# Required task
Pull out every line in the items below that contains the word "gray".

# Dataset entries
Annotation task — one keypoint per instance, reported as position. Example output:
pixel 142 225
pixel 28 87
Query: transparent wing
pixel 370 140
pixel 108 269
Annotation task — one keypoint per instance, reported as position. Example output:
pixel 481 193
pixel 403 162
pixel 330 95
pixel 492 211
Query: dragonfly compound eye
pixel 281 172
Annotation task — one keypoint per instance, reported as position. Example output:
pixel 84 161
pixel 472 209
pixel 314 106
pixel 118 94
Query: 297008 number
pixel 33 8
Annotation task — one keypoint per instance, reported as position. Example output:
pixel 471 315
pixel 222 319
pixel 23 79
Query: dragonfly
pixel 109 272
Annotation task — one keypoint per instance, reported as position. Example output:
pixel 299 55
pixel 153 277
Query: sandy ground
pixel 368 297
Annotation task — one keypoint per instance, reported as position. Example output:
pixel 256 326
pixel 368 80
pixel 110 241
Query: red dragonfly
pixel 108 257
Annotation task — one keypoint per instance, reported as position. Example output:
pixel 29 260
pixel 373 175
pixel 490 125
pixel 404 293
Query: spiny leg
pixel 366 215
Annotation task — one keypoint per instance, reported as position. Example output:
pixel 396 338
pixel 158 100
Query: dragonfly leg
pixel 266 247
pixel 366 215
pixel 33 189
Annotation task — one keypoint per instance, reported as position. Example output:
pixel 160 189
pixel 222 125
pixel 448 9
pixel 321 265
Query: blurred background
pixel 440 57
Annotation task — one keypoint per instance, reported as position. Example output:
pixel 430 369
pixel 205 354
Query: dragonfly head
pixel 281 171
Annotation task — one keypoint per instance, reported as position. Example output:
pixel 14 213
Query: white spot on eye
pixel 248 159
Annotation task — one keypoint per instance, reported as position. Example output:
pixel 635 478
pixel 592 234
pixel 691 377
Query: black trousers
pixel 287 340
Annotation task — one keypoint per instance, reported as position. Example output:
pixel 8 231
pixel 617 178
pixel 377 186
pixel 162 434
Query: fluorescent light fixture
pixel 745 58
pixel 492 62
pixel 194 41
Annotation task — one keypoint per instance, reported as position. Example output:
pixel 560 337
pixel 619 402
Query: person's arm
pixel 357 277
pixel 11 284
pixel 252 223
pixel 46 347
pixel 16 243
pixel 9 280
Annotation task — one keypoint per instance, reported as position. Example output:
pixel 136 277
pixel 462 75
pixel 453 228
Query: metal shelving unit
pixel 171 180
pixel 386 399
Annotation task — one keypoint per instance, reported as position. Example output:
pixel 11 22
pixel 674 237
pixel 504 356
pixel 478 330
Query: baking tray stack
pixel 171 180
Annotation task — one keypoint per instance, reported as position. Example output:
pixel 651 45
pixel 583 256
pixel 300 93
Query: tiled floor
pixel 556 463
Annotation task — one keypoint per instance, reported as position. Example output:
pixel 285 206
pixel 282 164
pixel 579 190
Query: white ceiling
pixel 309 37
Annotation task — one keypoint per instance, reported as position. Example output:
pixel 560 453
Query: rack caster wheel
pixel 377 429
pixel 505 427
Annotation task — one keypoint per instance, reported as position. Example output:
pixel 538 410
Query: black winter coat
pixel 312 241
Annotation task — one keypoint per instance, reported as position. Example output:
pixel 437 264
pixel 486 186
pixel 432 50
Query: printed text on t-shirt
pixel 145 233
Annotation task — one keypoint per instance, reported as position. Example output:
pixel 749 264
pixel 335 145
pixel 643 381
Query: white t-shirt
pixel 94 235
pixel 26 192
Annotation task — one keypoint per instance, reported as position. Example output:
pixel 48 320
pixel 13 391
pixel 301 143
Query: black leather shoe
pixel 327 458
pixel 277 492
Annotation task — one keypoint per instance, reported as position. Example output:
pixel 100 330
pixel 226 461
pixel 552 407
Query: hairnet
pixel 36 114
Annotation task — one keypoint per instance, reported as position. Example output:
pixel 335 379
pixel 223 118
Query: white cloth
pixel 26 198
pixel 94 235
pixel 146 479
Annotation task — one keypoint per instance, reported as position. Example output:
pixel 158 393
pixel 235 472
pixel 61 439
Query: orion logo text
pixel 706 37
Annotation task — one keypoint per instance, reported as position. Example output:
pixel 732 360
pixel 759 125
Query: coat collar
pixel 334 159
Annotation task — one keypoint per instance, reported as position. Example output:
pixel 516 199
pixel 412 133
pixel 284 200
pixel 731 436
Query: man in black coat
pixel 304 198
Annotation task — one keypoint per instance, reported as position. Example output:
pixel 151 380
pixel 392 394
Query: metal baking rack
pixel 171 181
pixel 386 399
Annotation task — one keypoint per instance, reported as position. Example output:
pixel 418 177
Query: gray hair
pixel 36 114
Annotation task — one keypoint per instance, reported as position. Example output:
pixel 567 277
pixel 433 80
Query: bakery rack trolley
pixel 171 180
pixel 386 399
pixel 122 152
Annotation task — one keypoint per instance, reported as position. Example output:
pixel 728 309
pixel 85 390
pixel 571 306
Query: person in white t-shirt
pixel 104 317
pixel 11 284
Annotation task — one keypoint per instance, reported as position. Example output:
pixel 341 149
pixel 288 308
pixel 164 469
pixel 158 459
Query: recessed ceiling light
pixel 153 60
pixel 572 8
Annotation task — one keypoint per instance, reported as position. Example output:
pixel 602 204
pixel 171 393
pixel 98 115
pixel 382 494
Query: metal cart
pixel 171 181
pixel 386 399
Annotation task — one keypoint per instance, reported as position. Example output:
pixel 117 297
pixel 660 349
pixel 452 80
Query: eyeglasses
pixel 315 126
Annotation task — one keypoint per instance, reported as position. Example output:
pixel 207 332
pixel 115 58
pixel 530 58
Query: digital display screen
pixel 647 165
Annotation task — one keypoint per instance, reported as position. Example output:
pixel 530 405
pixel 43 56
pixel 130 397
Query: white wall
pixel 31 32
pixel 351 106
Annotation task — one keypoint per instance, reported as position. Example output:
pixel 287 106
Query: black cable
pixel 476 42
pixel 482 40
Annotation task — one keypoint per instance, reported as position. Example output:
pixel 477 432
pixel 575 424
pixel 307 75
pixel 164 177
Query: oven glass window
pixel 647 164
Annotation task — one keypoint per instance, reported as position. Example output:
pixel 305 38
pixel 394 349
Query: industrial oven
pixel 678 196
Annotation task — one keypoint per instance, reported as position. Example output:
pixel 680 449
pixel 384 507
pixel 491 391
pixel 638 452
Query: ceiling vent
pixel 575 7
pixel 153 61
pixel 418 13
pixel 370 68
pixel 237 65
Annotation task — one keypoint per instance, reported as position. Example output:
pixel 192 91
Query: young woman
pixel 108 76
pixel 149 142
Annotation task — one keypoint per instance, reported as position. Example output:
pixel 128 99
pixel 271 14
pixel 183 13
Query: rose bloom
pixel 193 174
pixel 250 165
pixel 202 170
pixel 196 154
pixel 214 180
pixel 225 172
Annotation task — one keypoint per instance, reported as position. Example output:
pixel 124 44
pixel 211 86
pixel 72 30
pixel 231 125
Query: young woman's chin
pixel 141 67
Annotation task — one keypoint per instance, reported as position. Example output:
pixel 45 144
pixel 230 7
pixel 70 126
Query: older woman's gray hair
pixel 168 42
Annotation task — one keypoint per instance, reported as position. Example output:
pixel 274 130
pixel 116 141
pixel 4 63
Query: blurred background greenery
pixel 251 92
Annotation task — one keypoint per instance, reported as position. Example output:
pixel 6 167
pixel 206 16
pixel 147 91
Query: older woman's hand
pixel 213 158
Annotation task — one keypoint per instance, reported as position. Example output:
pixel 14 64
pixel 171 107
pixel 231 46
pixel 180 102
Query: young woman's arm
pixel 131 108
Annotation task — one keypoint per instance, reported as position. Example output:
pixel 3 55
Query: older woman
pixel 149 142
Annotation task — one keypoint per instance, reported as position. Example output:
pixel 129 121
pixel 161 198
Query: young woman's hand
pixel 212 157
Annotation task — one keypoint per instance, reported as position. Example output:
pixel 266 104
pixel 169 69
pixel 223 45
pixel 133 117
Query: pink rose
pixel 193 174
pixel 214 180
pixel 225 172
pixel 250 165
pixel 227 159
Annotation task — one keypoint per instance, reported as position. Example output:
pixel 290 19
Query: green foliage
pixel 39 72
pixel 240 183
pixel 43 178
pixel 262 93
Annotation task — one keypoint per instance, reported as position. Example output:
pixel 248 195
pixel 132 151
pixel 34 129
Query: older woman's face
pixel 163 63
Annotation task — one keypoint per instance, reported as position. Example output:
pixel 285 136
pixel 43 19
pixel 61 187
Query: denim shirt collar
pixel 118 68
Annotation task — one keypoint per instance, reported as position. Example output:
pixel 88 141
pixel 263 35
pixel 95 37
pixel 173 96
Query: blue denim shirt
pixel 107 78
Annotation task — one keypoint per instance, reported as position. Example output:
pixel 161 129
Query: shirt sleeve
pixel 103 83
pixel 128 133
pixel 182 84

# Solution for this problem
Query: gray hair
Query: older woman's gray hair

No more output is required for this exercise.